[start of Data excerpts]

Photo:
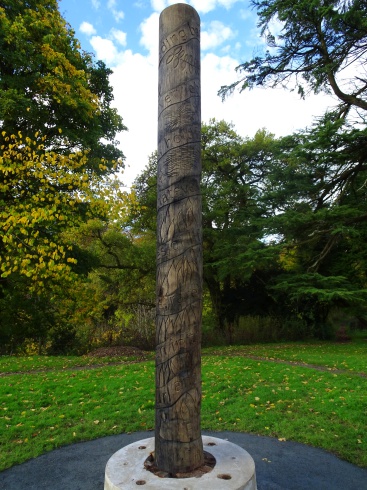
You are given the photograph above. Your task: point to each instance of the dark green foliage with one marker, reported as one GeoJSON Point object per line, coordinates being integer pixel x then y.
{"type": "Point", "coordinates": [309, 46]}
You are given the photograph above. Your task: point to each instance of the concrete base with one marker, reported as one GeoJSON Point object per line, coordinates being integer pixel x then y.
{"type": "Point", "coordinates": [234, 469]}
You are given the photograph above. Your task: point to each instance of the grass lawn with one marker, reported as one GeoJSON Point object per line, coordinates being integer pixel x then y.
{"type": "Point", "coordinates": [61, 405]}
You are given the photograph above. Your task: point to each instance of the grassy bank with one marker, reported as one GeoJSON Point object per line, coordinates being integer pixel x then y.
{"type": "Point", "coordinates": [325, 407]}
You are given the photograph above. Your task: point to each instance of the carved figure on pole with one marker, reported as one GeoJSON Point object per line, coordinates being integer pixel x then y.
{"type": "Point", "coordinates": [178, 443]}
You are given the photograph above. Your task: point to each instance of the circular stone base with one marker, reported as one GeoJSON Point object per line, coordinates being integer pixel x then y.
{"type": "Point", "coordinates": [234, 469]}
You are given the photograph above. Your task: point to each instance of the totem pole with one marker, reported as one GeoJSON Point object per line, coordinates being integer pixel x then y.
{"type": "Point", "coordinates": [178, 442]}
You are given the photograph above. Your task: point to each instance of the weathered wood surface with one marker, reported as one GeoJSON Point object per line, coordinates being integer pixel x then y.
{"type": "Point", "coordinates": [178, 443]}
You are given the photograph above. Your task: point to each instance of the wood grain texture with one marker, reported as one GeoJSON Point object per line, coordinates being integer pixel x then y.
{"type": "Point", "coordinates": [178, 444]}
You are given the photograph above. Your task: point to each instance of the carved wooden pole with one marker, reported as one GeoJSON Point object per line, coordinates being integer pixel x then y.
{"type": "Point", "coordinates": [178, 443]}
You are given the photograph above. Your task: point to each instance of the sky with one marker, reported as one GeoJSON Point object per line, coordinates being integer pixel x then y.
{"type": "Point", "coordinates": [124, 34]}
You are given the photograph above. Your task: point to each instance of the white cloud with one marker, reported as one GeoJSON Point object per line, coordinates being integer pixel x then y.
{"type": "Point", "coordinates": [135, 83]}
{"type": "Point", "coordinates": [105, 49]}
{"type": "Point", "coordinates": [279, 111]}
{"type": "Point", "coordinates": [118, 14]}
{"type": "Point", "coordinates": [118, 36]}
{"type": "Point", "coordinates": [150, 33]}
{"type": "Point", "coordinates": [202, 6]}
{"type": "Point", "coordinates": [215, 35]}
{"type": "Point", "coordinates": [87, 28]}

[end of Data excerpts]

Work to do: Please reproduce the stretch from the line containing "of the white" through the final line above, both ends included. Keep the request unchanged, but multiply every point coordinate in the answers by 0.45 and round each result to a whole number, with halves rounded up.

Response:
You are given the photograph above. Your task: point to each instance of the white cloud with one marker, reported as one GeoJSON Point object per line, coordinates being integer pixel x then y.
{"type": "Point", "coordinates": [61, 37]}
{"type": "Point", "coordinates": [47, 22]}
{"type": "Point", "coordinates": [126, 50]}
{"type": "Point", "coordinates": [53, 6]}
{"type": "Point", "coordinates": [53, 16]}
{"type": "Point", "coordinates": [68, 15]}
{"type": "Point", "coordinates": [91, 3]}
{"type": "Point", "coordinates": [97, 16]}
{"type": "Point", "coordinates": [39, 13]}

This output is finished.